= Passage =
#####
West Virginia Senate President Says Marijuana Could Be Legalized To Help Curb Fentanyl Epidemic, ‘Sooner Than Later’

West Virginia’s Republican Senate president says that legalizing marijuana could help ease the state’s crush of fatal fentanyl overdoses, predicting that the policy change will come “sooner than later” but probably not in the new legislative session.

“My gut tells me it might not happen this year,” Senate President Craig Blair (R) said at a media event last week, according to West Virginia Public Broadcasting. “But you’re going to see it sooner than later, because that is a way to combat the issue.”

Data from the Centers for Disease Control and Prevention (CDC) show that West Virginia had more fatal fentanyl overdoses per capital in 2022 than any other state in the nation.

The Senate president also noted that he sees a lot of West Virginia license plates at marijuana dispensaries when he’s visiting other states, according to West Virginia watch.

Speaking to the fentanyl problem, Blair also claimed at the event that “there is a problem in the state of West Virginia when marijuana, over 70 percent of it that gets tested, has fentanyl on it.” He is supporting legislaiton that would apply the death penalty to people who sell fentanyl.
#####
Records drawn from a collection:
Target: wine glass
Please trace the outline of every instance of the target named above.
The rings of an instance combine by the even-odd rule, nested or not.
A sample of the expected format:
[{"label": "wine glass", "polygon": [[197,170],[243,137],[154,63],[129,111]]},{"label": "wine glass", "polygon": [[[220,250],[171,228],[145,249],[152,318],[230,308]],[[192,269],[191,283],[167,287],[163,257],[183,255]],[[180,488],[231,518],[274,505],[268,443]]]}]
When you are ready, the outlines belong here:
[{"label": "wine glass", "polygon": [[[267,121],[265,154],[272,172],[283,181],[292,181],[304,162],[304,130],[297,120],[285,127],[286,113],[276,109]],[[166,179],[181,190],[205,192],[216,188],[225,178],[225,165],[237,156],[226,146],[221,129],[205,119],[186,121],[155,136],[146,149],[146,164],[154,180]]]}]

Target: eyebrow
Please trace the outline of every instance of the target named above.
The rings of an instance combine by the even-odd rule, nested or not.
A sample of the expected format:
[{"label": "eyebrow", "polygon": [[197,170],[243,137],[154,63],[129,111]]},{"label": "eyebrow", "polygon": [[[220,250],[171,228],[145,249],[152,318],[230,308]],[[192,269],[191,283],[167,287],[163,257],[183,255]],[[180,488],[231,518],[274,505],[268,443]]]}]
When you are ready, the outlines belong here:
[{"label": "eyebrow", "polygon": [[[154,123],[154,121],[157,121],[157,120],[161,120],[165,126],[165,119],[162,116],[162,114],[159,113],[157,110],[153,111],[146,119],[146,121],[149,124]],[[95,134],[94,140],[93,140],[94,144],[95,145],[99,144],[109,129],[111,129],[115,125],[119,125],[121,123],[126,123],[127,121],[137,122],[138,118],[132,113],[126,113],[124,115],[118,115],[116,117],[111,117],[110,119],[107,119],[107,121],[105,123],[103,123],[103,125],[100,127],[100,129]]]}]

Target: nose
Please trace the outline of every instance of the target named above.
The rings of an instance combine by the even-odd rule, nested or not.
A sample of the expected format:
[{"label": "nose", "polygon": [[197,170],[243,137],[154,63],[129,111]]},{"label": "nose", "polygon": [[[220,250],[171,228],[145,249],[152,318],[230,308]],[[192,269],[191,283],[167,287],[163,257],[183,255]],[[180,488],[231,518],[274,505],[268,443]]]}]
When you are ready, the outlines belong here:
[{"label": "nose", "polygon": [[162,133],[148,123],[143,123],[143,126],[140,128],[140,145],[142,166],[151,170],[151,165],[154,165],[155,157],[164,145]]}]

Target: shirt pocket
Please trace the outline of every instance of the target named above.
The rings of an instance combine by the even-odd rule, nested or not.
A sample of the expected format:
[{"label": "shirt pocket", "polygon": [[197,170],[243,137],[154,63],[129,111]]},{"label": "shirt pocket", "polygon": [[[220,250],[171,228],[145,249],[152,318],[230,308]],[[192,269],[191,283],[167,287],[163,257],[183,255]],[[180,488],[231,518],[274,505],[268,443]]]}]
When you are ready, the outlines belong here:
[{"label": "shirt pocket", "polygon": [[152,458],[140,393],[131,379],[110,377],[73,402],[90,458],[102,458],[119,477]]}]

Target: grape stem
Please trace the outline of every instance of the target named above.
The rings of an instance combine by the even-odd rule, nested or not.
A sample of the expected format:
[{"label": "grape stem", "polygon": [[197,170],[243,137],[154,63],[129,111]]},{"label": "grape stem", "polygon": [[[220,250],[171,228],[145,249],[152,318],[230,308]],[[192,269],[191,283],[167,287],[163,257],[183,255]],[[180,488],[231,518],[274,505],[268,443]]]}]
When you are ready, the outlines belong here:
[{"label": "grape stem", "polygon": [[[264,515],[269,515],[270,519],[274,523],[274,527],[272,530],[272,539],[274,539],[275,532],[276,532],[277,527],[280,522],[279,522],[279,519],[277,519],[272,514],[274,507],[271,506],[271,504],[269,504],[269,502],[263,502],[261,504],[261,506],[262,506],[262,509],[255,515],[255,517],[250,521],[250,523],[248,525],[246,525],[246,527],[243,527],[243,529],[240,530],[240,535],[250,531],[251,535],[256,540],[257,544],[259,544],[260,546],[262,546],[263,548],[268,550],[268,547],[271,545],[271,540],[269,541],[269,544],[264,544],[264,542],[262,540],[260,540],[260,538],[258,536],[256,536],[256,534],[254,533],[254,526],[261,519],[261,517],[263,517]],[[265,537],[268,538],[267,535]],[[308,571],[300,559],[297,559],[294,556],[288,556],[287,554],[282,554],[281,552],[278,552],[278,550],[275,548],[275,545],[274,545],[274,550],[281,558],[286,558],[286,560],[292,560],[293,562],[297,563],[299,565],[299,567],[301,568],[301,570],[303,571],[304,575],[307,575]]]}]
#####
= Problem to work on =
Reproduce word for word the part of the article on marijuana legalization in West Virginia that opens with the words containing "West Virginia’s Republican" and closes with "new legislative session.". The records are not needed for any part of this work.

= Answer to this exercise =
West Virginia’s Republican Senate president says that legalizing marijuana could help ease the state’s crush of fatal fentanyl overdoses, predicting that the policy change will come “sooner than later” but probably not in the new legislative session.